**WHAT THE EXERCISE ASKS**:
Could you transcribe the entries below exactly, without any of the pictures?

BEGIN DATASET CONTENT

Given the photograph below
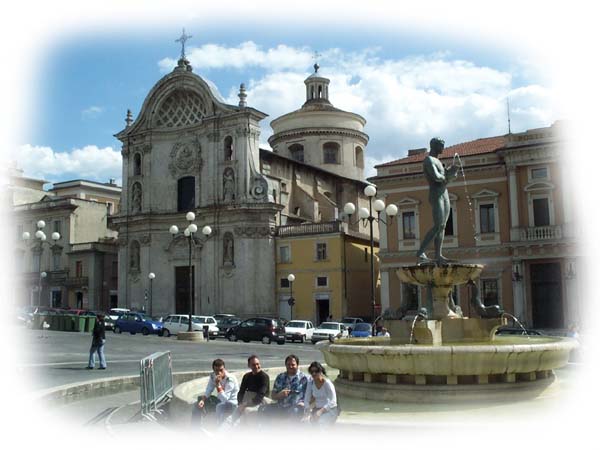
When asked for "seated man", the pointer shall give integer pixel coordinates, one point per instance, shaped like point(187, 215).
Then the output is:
point(227, 390)
point(288, 390)
point(254, 387)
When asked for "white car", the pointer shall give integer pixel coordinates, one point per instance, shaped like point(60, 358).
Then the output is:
point(329, 330)
point(299, 330)
point(176, 323)
point(115, 313)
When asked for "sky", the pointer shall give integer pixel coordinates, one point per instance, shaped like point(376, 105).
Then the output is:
point(410, 85)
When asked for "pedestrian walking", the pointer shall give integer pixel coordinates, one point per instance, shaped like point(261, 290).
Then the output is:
point(98, 340)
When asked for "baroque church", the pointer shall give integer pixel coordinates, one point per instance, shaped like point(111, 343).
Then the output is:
point(188, 151)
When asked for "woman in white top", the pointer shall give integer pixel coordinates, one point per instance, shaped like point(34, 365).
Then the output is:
point(320, 400)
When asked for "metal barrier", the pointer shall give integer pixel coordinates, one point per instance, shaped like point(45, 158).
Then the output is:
point(156, 382)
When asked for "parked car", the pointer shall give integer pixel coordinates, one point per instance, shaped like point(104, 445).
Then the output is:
point(137, 323)
point(177, 323)
point(329, 330)
point(350, 322)
point(518, 331)
point(115, 313)
point(227, 323)
point(299, 330)
point(263, 329)
point(361, 329)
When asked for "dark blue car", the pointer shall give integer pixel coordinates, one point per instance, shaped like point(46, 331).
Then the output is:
point(361, 330)
point(137, 323)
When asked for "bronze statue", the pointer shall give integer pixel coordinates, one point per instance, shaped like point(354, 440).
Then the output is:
point(438, 177)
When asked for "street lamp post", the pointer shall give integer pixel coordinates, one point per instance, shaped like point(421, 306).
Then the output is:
point(151, 277)
point(42, 239)
point(365, 215)
point(189, 232)
point(291, 301)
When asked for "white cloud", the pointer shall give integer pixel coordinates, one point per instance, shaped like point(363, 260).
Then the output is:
point(92, 112)
point(89, 162)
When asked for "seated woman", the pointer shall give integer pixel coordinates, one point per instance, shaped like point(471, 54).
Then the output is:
point(320, 400)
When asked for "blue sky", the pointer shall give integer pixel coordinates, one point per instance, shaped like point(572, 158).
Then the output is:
point(410, 85)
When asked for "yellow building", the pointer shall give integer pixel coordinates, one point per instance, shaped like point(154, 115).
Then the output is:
point(332, 270)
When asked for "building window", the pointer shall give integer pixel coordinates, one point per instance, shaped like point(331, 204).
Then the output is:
point(284, 254)
point(331, 153)
point(228, 148)
point(408, 225)
point(449, 231)
point(541, 212)
point(186, 194)
point(297, 152)
point(489, 289)
point(486, 218)
point(539, 173)
point(321, 251)
point(137, 164)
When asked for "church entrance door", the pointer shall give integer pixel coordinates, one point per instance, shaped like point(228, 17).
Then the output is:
point(182, 289)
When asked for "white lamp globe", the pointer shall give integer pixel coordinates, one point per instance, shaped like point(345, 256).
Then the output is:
point(363, 213)
point(349, 208)
point(370, 190)
point(391, 210)
point(379, 205)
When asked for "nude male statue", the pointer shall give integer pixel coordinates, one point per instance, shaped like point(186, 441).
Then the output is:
point(438, 177)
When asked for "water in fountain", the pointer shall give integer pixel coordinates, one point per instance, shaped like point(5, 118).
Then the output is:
point(515, 320)
point(470, 203)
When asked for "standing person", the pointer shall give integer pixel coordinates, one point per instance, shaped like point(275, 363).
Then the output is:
point(438, 178)
point(254, 387)
point(98, 341)
point(227, 389)
point(288, 390)
point(320, 392)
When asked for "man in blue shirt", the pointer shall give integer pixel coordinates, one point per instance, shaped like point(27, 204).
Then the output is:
point(288, 390)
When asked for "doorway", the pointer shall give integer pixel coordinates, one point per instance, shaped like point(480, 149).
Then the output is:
point(182, 289)
point(546, 295)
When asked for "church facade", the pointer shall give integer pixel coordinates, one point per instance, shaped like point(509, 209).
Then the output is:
point(189, 152)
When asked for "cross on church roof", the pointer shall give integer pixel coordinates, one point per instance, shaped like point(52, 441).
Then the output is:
point(184, 37)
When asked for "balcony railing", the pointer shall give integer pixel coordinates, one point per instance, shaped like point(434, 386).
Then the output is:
point(550, 232)
point(311, 228)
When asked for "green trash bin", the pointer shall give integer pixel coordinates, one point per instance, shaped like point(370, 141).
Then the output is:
point(90, 321)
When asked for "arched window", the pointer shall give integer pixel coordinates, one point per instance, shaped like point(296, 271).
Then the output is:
point(186, 194)
point(137, 164)
point(331, 153)
point(297, 152)
point(228, 148)
point(134, 255)
point(359, 158)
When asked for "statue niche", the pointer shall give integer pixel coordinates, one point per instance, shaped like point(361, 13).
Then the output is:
point(228, 185)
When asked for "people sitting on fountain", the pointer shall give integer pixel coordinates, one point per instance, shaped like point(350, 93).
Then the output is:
point(485, 312)
point(320, 400)
point(288, 391)
point(438, 177)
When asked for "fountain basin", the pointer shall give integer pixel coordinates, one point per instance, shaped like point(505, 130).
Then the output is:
point(375, 365)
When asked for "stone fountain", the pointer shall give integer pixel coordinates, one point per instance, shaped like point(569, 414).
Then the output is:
point(439, 355)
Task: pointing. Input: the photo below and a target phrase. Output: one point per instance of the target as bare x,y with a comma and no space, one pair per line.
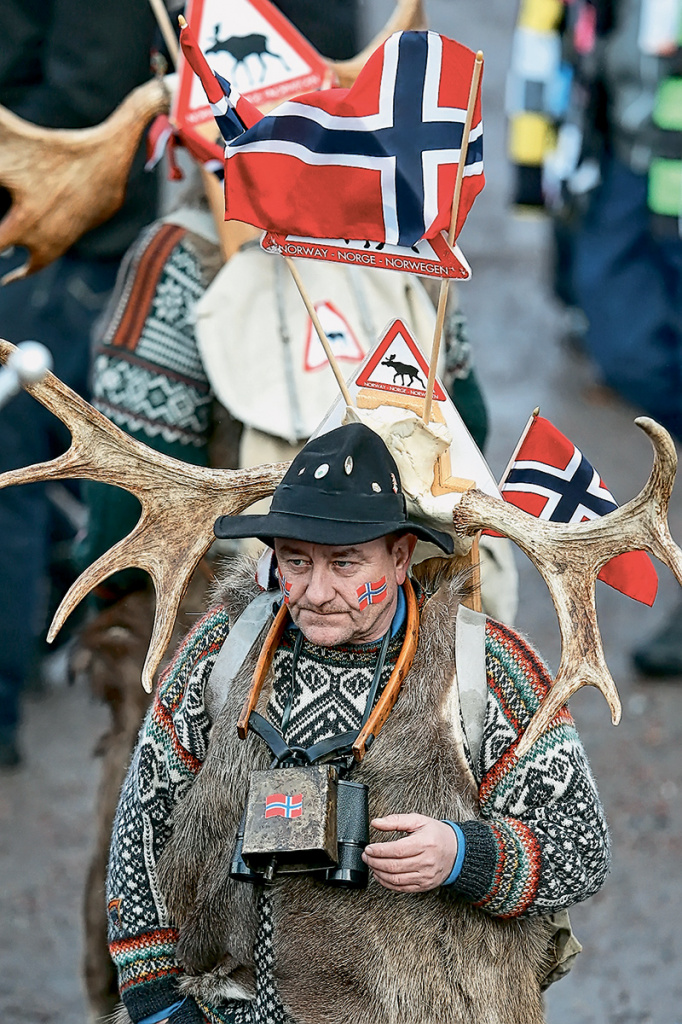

END DATASET CONTENT

**ANSWER FOR THE TASK**:
Given the photograph below
When asked for "seated man", the pointer shall give integer pixel coordinates, one point per instance, shaped like point(187, 215).
Then the output is:
point(227, 390)
point(288, 390)
point(254, 387)
When asked for "white car", the pointer shall give integer pixel coordinates, one point per instance, shaped like point(60, 358).
Then the output is:
point(329, 330)
point(299, 330)
point(176, 323)
point(115, 313)
When asked for "sky", the pointer shall give integer pixel coordinates, one point per instance, shaped like point(376, 105).
Then the output is:
point(410, 85)
When asked for "pedestrian walking", the pointer shall give integer pixel coordinates, one point per instance, shaped like point(261, 290).
Then the output is:
point(98, 340)
When asked for "baroque church", the pointer shall give integer pixel coordinates, one point per instance, shaped like point(111, 343).
Then the output is:
point(188, 151)
When asked for "woman in white top", the pointer shall give integer pixel coordinates, one point per instance, shaped like point(34, 365).
Then the output is:
point(320, 400)
When asked for "metal barrier", the pointer shall give integer pixel coordinates, one point per instance, shaped like point(45, 158).
Then the output is:
point(156, 382)
When asked for "parked car", the pointer shall give integer pixel coordinates, one point per instance, shaped like point(104, 445).
Then the output is:
point(137, 323)
point(177, 323)
point(329, 330)
point(350, 322)
point(518, 331)
point(115, 313)
point(227, 323)
point(299, 330)
point(263, 329)
point(361, 329)
When asked for "dark blue car", the pointer shall give integer pixel coordinates, one point per instance, shaped like point(46, 331).
Then the output is:
point(361, 330)
point(137, 323)
When asked for "bronze statue", the pointer shall give integer pixel coordinates, one point per instance, shaped like point(354, 440).
Then the output is:
point(438, 177)
When asked for "street lamp post", the pointer shall give integer pixel coordinates, one point per instance, shaped like point(421, 306).
Then the output is:
point(151, 277)
point(42, 239)
point(365, 215)
point(189, 232)
point(291, 301)
When asked for "white cloud", the pointer shall give integer pixel coordinates, one point per instance, shaped like point(363, 260).
Then the output is:
point(92, 112)
point(89, 162)
When asked for "seated woman", the pointer shall give integer pixel coordinates, one point per instance, shaped like point(471, 54).
Then the output is:
point(320, 400)
When asked for "blue sky", the pointer shall give integer pixel coordinates, one point per instance, shaped like point(572, 158).
Then the output is:
point(410, 85)
When asked for "yellow building", the pointer shall give integer pixel coordinates, one point per instance, shaped like point(154, 115).
Then the output is:
point(332, 270)
When asked for "building window", the pointer shall give integer pixel coordinates, one point per instance, shaped like point(331, 204).
Then the output is:
point(284, 254)
point(331, 153)
point(228, 148)
point(408, 225)
point(449, 231)
point(541, 212)
point(186, 194)
point(297, 152)
point(489, 289)
point(486, 218)
point(539, 173)
point(321, 251)
point(137, 164)
When asked for "church entrance door", the pointer shall give integer pixel coordinates, one point per instance, shaped like point(228, 17).
Then the output is:
point(182, 289)
When asked for "white lamp globe", the pointer shall give integer pixel coordinates, one point per instance, shaped like point(345, 256).
Then the output is:
point(363, 213)
point(349, 208)
point(370, 190)
point(391, 210)
point(379, 205)
When asked for "nude male statue", the pointer shall give integer pixel coordinates, one point per instance, shaped like point(186, 441).
Then the output is:
point(438, 177)
When asked for "water in fountain", the pointer shall give integer pixel coordinates, one point per instance, shaped like point(5, 118).
Then the output is:
point(515, 320)
point(470, 203)
When asked for "standing person", the pointer shall give integer pixel coordinates, one point per instance, shaped like point(275, 363).
Then the output is:
point(438, 178)
point(254, 387)
point(98, 341)
point(227, 389)
point(288, 390)
point(320, 392)
When asked for "man in blue shirt", the pointer shall give integer pixel coordinates, one point per instance, shaped like point(27, 204).
Then the output is:
point(288, 390)
When asked for "doorway", the pointer shall give integer pixel coordinates, one point per instance, shaped like point(480, 149).
Then the output is:
point(182, 289)
point(546, 295)
When asked for "church facade", the pointer shall give integer pixel coordinates, one point per instance, shaped like point(509, 209).
Then the output is:
point(189, 152)
When asked for "cross on church roof", the pointer shall give integer pixel coordinates, one point per instance, shaped like point(52, 441).
Then the output is:
point(184, 37)
When asked for "balcony railing", the pointer shall give integer pixel coordinates, one point per instance, shaped like point(434, 386).
Then the output is:
point(550, 232)
point(311, 228)
When asked for "green trash bin", the pointer shall give integer pixel coordinates, one point per instance, shaped like point(370, 141).
Then the output is:
point(90, 321)
When asked for "arched window", the pointer shall give integer pixel coordinates, one point per instance, shaped like point(296, 271).
Then the output is:
point(186, 194)
point(137, 164)
point(331, 153)
point(297, 152)
point(228, 148)
point(134, 255)
point(359, 158)
When asked for "statue niche", the pointer shall give integer pixel coordinates, one point per instance, shaped like point(361, 13).
Then the output is:
point(228, 185)
When asked for "people sitting on fountain", the pointer shall give integer pixel coordinates, one point per instance, shaped like point(350, 93).
Then the output is:
point(485, 312)
point(320, 400)
point(288, 391)
point(438, 177)
When asked for "fountain basin", the pointer shall give integer pixel coordinates, one point per instance, shaped like point(505, 130).
Then the output is:
point(375, 365)
When asked for "stone fountain", the pointer shall give integer pixel coordinates, one point per instance, shaped like point(569, 414).
Then the output is:
point(439, 355)
Task: pointing. Input: the photo below and a target phrase. Output: one point per instance of the target as bare x,y with a comma and no space, one pair per line.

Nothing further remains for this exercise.